## Задание
Верни все строки из набора ниже, в которых есть слово «dark». Регистр букв учитывается.

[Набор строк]
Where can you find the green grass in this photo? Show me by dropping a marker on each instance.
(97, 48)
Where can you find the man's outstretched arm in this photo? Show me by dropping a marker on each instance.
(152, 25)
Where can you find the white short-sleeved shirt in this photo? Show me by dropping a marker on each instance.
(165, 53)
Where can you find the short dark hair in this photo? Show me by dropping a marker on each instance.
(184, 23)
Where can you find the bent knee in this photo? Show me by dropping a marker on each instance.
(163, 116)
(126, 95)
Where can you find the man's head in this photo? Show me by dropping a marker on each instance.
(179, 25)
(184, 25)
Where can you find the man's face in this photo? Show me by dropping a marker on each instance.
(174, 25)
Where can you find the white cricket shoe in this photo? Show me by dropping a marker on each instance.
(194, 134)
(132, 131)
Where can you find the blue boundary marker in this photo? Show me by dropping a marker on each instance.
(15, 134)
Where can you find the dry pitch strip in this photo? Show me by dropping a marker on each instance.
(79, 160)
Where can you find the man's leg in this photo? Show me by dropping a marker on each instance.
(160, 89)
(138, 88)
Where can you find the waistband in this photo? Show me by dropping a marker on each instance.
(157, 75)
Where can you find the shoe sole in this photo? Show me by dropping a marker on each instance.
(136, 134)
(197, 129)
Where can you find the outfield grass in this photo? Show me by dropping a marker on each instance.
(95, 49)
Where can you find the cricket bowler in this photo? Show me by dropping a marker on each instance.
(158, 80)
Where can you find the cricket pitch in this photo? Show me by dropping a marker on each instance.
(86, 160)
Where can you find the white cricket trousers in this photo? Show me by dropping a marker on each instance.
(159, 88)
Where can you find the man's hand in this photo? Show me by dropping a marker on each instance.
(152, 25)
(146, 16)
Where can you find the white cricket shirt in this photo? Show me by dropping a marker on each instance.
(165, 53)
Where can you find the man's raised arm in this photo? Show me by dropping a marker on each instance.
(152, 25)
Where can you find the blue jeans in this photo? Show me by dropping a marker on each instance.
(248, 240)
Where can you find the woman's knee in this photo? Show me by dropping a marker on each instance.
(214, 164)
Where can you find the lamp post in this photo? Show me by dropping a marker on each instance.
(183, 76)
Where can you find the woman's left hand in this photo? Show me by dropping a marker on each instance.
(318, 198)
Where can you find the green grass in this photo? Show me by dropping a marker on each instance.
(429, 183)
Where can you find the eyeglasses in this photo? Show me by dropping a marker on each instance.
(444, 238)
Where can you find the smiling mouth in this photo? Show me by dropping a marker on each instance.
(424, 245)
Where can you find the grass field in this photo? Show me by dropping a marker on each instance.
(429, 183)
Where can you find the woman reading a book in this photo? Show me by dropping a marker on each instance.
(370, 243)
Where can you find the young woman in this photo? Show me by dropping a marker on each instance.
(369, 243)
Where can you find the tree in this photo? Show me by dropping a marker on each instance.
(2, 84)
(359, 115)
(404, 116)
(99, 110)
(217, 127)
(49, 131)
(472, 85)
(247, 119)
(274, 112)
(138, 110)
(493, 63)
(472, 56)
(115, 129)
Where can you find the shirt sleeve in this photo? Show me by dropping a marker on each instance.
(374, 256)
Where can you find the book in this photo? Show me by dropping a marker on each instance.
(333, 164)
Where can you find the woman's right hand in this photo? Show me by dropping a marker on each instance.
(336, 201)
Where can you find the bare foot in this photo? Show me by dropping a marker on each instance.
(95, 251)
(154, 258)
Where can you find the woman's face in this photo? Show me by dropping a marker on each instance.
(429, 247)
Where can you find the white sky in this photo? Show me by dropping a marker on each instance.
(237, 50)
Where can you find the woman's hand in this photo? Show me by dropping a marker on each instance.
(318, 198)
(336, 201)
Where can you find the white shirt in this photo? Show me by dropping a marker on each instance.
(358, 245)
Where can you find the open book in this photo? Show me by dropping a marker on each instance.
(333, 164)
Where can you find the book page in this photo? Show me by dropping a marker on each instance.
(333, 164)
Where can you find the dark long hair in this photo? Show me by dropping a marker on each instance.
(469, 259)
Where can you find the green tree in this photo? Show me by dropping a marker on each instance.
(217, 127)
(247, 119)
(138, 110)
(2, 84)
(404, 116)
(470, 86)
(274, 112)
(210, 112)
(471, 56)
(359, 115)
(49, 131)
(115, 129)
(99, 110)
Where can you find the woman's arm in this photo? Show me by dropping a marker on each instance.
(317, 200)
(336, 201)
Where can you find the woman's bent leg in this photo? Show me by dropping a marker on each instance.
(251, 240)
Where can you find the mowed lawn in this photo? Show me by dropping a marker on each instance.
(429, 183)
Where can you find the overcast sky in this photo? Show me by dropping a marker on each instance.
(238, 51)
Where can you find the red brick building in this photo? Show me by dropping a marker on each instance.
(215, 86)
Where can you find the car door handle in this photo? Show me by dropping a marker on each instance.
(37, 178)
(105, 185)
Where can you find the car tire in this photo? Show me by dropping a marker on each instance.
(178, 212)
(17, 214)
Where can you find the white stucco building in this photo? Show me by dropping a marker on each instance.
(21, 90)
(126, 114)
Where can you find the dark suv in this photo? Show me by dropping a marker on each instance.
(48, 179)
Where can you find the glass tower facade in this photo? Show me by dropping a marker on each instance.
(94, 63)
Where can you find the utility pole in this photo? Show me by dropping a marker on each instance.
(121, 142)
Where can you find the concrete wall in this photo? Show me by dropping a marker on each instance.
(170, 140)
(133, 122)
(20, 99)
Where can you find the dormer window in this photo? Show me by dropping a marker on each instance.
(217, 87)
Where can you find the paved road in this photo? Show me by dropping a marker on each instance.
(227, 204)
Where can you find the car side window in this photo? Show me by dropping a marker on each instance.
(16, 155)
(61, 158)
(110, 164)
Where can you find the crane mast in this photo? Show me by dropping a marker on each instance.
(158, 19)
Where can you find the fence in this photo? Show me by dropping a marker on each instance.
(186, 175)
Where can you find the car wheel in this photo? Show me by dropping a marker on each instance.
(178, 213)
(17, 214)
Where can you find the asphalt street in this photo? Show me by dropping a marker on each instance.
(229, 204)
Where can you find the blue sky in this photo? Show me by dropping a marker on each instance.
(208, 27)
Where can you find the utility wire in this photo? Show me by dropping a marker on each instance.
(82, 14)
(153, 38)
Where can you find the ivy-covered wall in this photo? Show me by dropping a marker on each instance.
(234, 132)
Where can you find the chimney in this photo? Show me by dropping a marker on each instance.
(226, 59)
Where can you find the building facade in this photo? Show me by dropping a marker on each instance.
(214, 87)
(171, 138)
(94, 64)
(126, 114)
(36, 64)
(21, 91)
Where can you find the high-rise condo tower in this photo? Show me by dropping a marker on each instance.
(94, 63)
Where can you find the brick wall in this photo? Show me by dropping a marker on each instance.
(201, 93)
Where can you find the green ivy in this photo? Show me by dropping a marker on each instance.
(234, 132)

--

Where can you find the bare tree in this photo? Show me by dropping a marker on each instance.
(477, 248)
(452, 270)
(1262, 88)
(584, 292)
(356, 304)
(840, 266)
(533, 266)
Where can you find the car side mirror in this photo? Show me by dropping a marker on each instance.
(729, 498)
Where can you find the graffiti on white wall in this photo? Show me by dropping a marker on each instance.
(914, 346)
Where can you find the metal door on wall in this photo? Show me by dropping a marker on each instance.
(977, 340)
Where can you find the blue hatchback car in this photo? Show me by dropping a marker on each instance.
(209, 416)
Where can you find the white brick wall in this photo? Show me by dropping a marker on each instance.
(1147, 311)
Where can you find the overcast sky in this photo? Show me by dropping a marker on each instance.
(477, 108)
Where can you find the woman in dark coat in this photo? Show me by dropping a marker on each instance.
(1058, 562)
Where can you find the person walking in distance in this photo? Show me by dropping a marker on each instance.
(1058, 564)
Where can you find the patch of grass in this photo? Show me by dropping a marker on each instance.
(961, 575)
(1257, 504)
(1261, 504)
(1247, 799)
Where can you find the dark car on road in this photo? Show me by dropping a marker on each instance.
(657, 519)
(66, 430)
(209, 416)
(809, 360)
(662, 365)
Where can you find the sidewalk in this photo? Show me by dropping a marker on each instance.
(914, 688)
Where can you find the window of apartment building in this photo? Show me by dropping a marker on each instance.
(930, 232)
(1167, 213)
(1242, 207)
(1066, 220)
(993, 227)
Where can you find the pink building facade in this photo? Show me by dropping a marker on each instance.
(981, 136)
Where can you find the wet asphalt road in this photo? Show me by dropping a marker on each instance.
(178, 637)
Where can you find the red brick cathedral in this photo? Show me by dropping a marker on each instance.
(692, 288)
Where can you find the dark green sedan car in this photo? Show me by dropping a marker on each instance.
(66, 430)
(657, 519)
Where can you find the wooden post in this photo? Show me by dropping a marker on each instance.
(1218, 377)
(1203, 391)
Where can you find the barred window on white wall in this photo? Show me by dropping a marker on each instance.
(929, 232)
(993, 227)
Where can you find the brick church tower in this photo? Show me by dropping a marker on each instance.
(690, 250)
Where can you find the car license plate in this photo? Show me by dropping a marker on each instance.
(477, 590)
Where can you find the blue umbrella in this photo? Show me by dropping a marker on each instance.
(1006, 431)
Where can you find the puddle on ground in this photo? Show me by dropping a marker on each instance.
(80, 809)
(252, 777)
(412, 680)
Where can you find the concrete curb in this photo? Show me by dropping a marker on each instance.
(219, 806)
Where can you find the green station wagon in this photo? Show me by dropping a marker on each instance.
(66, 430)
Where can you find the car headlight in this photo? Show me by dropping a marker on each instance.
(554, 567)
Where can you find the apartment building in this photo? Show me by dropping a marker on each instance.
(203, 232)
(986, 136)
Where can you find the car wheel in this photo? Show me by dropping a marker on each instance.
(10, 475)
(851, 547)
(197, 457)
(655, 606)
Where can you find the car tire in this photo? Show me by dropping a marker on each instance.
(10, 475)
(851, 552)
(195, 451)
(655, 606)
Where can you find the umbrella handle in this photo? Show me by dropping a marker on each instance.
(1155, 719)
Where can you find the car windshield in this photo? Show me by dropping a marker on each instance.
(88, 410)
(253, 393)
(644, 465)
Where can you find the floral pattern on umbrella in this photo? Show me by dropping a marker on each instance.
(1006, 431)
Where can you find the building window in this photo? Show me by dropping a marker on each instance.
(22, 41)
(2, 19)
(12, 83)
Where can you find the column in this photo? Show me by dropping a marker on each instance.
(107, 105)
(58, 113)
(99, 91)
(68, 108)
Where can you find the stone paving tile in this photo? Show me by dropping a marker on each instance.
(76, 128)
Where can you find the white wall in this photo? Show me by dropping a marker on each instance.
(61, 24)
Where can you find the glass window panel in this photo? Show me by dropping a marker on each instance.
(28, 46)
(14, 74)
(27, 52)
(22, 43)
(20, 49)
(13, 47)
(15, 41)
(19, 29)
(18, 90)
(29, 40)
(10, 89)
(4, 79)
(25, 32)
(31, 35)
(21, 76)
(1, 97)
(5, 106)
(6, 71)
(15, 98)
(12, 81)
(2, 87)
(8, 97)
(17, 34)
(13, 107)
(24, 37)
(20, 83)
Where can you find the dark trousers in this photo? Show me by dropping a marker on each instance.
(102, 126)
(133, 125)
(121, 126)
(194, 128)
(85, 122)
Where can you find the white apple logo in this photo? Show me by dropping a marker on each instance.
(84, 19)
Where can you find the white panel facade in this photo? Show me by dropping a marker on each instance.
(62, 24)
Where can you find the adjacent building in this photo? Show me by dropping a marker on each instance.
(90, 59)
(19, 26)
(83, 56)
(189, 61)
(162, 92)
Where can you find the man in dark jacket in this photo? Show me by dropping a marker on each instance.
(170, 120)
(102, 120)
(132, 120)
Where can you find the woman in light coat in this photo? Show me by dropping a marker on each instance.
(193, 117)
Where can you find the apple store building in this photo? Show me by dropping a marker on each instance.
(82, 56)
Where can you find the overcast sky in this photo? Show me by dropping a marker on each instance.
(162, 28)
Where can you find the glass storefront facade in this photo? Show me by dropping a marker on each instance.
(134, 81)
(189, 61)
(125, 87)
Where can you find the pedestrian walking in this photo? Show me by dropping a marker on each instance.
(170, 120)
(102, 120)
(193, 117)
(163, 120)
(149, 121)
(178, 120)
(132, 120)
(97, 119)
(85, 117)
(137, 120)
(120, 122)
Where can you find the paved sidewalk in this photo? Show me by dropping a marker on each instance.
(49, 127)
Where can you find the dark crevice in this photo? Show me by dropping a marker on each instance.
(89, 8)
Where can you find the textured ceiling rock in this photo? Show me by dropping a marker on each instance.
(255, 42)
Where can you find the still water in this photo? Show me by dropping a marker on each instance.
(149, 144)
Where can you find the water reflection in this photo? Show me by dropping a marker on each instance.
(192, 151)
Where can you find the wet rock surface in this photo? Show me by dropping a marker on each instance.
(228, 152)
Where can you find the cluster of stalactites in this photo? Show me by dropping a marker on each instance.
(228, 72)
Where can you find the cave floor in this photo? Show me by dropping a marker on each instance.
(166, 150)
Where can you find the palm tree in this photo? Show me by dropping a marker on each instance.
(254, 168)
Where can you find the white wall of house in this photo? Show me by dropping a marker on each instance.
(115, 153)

---

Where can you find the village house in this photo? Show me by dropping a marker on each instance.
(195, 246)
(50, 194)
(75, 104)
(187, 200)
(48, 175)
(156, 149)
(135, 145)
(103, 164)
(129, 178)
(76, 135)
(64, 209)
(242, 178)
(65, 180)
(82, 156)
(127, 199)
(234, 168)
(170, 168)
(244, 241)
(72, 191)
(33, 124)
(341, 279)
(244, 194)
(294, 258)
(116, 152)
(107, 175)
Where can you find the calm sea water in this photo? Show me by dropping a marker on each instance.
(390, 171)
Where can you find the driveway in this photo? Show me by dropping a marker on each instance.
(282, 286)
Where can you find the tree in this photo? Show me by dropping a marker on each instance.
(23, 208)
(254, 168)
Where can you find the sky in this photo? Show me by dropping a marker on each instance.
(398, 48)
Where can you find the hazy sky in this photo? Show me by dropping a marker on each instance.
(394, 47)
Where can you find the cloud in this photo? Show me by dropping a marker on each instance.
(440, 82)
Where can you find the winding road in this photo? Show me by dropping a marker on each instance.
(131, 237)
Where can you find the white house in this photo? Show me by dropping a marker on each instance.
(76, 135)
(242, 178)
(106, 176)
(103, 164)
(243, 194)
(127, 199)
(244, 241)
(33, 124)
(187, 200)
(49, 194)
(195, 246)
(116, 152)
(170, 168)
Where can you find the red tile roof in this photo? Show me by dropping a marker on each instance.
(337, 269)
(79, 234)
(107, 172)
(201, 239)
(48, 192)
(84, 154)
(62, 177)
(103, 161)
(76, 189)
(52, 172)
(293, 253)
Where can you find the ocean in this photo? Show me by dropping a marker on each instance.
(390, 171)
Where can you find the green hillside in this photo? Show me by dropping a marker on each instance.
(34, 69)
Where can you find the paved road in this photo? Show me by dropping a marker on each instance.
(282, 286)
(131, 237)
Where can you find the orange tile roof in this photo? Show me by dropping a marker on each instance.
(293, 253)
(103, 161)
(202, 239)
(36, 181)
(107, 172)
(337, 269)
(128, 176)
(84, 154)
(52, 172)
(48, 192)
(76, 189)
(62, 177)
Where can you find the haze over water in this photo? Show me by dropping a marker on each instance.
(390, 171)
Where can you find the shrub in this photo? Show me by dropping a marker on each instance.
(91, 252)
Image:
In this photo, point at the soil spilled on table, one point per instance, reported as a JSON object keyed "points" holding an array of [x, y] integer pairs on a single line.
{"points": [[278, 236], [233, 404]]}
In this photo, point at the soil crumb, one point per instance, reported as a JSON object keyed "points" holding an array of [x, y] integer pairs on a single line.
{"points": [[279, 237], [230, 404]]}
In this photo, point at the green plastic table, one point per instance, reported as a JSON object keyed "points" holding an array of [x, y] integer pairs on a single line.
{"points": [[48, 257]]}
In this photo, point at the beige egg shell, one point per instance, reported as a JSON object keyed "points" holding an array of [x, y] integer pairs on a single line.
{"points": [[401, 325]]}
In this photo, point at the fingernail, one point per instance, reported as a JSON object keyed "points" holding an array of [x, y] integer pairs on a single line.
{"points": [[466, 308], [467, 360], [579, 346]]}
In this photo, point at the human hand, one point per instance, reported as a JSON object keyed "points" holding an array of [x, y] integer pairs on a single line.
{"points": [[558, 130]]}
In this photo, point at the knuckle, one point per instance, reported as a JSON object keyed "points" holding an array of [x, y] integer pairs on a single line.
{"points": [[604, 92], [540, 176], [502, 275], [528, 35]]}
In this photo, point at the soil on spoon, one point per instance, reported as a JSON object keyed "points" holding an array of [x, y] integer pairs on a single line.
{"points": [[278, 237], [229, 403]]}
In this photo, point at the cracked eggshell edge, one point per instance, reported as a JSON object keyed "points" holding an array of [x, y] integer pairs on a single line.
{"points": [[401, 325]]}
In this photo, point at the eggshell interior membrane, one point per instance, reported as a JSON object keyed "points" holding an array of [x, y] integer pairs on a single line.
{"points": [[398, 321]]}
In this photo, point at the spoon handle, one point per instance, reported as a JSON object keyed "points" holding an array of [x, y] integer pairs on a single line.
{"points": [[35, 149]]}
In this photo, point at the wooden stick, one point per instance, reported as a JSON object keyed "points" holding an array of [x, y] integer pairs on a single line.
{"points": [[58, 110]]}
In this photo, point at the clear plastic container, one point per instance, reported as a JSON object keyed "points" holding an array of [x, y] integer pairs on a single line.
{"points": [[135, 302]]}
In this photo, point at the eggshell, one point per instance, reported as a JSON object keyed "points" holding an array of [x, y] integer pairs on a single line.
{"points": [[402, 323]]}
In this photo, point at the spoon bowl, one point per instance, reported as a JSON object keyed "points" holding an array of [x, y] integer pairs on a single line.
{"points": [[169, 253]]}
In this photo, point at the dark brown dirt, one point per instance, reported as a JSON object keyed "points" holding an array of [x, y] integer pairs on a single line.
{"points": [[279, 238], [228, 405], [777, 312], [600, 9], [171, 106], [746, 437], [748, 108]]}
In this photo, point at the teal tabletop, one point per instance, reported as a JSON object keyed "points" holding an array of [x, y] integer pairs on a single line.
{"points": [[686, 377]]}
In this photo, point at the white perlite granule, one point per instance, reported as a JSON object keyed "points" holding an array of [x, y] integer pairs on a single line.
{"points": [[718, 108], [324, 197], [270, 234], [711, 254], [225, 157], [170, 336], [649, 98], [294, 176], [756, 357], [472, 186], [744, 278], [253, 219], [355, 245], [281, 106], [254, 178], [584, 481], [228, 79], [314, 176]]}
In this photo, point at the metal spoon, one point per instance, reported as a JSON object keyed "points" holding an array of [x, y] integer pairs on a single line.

## Решение
Where can you find the short dark hair in this photo? Show me by dropping a marker on each instance.
Where can you find the dark long hair in this photo? Show me by dropping a marker on each instance.
Where can you find the dark suv in this photo? Show me by dropping a marker on each instance.
Where can you find the woman in dark coat in this photo? Show me by dropping a marker on each instance.
Where can you find the dark car on road in this photo? Show me by dropping a marker on each instance.
Where can you find the dark green sedan car in this photo? Show me by dropping a marker on each instance.
Where can you find the dark trousers in this photo? Show me by dropping a marker on each instance.
Where can you find the man in dark jacket in this photo? Show me by dropping a marker on each instance.
Where can you find the dark crevice in this photo? Show me by dropping a marker on each instance.
In this photo, point at the dark brown dirt, one point per instance, reported as a JSON object keyed "points" holding an array of [x, y] integer pairs on a single line.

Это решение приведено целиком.